STATED TASK: Return each line of the data below that contains the word "jeepney", copied in full.

#### RECORD SET

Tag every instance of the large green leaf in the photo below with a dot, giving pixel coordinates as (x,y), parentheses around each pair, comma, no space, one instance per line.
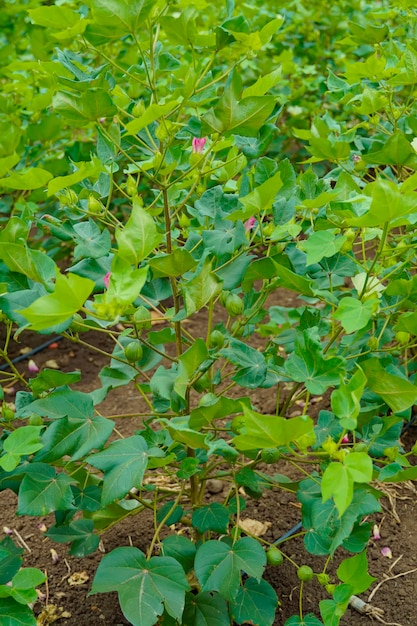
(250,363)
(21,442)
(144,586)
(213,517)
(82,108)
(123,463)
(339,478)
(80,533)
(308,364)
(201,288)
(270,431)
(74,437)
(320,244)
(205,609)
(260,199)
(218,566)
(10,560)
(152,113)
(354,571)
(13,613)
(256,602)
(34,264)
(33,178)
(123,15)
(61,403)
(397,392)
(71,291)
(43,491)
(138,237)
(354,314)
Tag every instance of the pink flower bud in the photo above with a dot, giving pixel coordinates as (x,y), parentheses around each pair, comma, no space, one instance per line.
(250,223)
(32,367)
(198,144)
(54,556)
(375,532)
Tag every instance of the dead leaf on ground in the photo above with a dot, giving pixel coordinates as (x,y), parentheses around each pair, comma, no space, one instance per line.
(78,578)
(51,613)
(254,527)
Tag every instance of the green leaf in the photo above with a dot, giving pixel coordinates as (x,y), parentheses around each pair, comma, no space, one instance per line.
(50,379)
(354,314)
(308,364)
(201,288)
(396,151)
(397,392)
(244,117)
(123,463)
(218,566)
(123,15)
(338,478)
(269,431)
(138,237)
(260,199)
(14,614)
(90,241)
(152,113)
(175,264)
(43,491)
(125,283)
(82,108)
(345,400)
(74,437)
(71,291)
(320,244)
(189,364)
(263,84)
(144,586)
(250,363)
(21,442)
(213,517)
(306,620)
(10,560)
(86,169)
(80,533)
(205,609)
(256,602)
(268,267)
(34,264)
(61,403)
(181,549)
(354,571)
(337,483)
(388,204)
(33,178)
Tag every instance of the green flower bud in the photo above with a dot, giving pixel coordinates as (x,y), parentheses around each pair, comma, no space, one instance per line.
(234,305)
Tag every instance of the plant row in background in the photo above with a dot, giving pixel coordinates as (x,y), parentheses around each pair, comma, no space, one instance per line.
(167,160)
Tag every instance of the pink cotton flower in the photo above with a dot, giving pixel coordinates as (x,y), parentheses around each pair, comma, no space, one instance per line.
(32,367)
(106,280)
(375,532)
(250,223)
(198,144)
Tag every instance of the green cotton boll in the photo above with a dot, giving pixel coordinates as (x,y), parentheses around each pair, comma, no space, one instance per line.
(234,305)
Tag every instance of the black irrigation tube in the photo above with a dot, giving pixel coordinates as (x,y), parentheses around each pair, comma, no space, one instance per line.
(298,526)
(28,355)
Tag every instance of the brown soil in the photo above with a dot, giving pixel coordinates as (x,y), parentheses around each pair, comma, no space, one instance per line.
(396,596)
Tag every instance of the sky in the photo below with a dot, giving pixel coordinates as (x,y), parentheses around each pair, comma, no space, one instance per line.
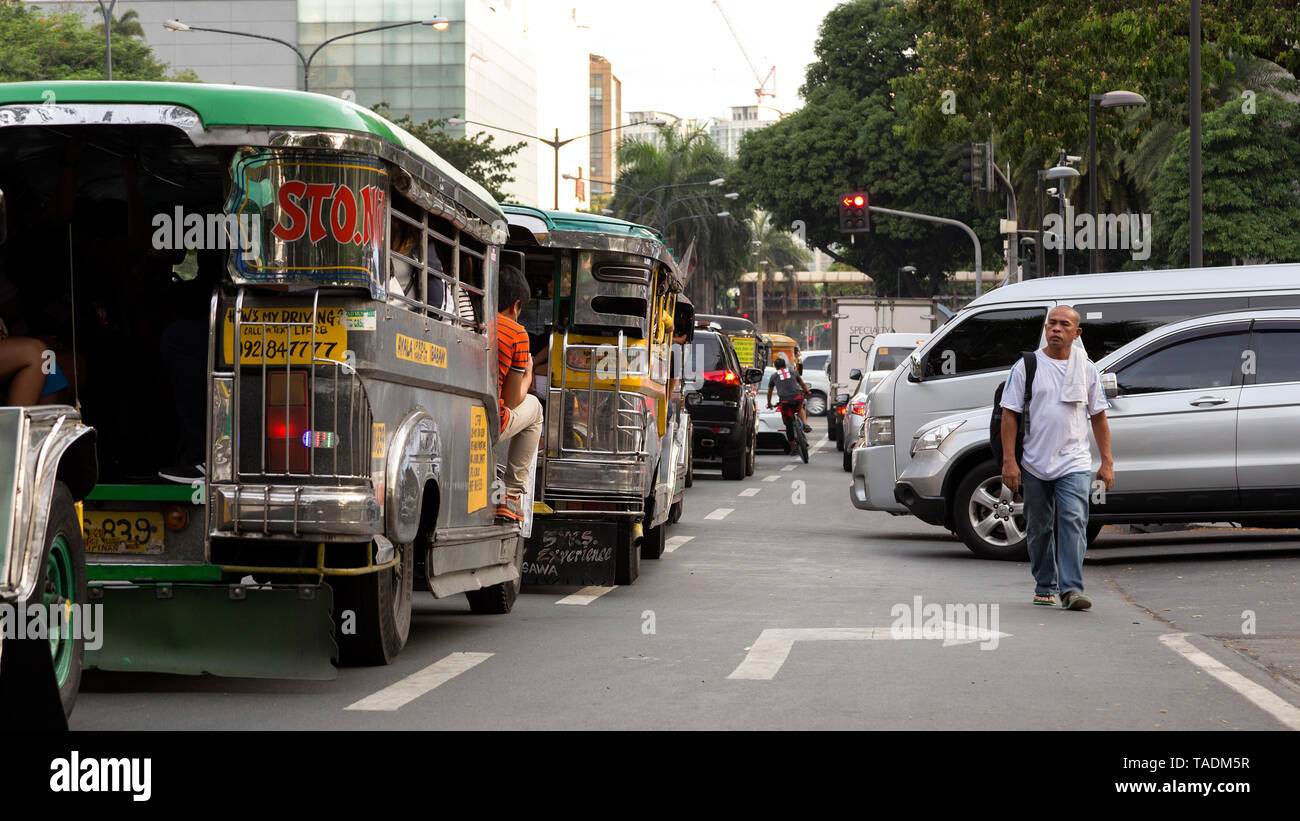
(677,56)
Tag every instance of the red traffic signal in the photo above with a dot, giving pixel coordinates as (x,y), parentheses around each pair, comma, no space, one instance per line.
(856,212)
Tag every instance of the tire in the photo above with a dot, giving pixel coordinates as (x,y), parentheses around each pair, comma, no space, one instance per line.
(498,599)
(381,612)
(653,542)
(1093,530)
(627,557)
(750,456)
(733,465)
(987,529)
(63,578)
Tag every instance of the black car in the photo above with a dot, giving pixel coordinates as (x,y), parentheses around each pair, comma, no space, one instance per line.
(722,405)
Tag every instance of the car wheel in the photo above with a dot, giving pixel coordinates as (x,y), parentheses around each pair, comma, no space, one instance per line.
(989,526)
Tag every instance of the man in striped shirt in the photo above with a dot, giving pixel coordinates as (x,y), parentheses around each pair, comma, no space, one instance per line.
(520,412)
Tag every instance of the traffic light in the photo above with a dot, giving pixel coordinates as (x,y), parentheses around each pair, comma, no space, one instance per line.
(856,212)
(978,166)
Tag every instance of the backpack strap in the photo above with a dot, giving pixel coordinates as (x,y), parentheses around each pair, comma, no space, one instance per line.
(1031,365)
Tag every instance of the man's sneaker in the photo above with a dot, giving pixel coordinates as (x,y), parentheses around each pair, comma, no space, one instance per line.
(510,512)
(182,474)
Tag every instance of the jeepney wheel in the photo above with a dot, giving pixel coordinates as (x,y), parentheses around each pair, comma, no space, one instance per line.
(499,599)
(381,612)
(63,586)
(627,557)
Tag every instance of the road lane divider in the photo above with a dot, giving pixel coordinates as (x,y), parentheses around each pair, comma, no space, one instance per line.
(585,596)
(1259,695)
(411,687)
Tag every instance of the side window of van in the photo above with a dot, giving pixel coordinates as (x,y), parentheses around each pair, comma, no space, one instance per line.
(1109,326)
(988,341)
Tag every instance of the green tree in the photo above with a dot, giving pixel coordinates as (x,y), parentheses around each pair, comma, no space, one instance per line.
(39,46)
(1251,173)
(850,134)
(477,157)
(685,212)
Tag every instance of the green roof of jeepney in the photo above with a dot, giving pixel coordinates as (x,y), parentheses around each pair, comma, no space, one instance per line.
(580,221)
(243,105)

########
#### RECORD SET

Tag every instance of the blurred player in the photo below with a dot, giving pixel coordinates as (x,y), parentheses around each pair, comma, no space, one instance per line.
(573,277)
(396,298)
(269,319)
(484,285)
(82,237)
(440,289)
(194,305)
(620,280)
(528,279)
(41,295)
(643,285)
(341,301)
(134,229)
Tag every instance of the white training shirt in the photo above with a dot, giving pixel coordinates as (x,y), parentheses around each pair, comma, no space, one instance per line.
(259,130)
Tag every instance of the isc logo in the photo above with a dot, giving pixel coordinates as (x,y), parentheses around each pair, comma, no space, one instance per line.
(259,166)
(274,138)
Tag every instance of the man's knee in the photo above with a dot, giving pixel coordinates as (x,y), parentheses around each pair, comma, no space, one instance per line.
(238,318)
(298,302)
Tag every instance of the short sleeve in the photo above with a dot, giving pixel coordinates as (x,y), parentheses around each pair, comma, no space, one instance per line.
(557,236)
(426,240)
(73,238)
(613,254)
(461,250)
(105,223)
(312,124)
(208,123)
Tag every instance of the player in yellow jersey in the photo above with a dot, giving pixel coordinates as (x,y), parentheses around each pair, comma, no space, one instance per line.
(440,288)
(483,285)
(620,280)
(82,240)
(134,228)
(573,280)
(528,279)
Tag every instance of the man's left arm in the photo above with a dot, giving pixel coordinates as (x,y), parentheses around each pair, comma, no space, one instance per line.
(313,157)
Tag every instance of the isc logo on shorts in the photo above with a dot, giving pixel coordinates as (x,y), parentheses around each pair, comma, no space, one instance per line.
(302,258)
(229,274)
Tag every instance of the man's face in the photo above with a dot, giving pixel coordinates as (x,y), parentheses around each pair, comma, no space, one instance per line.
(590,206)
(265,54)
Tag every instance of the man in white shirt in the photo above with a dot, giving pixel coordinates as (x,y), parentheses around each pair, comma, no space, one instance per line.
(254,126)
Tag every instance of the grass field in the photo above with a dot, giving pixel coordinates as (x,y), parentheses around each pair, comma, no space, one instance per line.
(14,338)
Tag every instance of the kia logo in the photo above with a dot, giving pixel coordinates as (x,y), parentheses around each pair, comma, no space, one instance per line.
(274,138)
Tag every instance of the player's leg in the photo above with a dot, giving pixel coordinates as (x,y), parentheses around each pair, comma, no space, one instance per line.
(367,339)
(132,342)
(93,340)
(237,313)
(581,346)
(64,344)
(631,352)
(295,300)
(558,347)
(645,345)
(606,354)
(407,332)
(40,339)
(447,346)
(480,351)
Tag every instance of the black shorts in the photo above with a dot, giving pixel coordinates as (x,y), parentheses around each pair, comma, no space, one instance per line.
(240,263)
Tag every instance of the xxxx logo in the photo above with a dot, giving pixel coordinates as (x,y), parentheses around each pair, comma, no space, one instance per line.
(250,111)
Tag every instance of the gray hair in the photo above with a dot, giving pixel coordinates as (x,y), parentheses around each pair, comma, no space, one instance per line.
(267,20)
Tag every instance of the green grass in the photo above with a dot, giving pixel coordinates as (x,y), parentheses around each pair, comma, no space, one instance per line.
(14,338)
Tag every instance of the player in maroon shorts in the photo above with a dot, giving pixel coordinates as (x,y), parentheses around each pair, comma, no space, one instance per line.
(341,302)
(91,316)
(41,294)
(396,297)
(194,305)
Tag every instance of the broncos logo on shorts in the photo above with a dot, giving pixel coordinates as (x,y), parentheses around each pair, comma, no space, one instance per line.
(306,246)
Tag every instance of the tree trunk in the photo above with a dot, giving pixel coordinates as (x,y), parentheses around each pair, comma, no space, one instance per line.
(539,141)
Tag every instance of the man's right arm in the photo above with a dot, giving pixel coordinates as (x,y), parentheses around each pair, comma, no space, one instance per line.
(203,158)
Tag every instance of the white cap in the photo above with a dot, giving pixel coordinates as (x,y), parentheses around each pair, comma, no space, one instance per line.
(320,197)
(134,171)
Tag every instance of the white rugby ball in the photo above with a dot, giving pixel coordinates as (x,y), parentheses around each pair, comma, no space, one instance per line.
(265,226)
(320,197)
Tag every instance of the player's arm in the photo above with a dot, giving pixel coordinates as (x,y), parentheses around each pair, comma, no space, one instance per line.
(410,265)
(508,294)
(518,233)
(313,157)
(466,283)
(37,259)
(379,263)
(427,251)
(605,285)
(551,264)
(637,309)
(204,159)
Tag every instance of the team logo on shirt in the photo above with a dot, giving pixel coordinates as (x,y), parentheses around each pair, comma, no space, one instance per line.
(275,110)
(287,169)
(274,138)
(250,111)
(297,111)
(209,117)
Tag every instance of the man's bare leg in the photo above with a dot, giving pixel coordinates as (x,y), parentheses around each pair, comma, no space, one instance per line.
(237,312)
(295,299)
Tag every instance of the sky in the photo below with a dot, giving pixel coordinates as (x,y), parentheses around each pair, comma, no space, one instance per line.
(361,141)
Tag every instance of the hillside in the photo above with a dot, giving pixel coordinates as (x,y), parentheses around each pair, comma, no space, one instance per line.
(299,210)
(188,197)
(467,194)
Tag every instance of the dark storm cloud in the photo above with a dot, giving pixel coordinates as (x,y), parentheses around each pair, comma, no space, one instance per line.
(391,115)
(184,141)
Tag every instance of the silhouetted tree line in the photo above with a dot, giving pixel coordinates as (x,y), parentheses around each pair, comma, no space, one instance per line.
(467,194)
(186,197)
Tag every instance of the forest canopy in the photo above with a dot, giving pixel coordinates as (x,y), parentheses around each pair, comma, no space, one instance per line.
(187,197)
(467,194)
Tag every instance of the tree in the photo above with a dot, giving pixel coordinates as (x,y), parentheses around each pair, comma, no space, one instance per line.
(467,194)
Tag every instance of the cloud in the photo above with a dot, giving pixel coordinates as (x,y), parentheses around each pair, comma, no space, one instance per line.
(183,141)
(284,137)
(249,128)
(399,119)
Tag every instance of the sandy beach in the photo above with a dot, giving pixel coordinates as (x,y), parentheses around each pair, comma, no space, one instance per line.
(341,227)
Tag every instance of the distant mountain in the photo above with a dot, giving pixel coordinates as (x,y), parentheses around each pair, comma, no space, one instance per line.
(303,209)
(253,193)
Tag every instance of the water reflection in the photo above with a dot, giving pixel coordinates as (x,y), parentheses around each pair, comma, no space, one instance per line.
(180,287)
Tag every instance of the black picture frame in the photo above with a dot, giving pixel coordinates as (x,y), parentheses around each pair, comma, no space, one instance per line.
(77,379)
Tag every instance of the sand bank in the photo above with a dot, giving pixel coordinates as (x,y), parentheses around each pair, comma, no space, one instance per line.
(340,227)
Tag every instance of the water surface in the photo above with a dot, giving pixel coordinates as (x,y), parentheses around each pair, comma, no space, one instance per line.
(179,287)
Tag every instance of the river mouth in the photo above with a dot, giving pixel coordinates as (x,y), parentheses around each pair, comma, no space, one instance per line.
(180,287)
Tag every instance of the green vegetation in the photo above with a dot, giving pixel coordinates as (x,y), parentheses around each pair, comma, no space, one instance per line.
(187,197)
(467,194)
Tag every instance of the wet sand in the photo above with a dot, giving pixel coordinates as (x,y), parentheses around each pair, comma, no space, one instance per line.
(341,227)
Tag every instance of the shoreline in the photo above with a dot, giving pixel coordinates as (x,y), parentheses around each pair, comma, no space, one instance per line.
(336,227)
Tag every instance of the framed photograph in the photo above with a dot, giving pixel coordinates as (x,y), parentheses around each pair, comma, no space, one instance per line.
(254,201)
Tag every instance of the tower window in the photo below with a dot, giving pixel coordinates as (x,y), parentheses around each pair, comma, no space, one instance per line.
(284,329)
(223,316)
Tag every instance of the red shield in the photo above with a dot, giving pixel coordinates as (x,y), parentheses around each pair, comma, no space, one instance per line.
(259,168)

########

SOLVED EXERCISE:
Tag every instance of the jeepney wheel in the photo above with a dot, giving pixel coordinates as (x,y), parentheses around each pair, comma, no space, one instance per line.
Tag every instance of the green roof of jeepney in the photo above with a dot, giving pixel coordinates as (x,y), parentheses around each pair, comma, no space, one instance per line.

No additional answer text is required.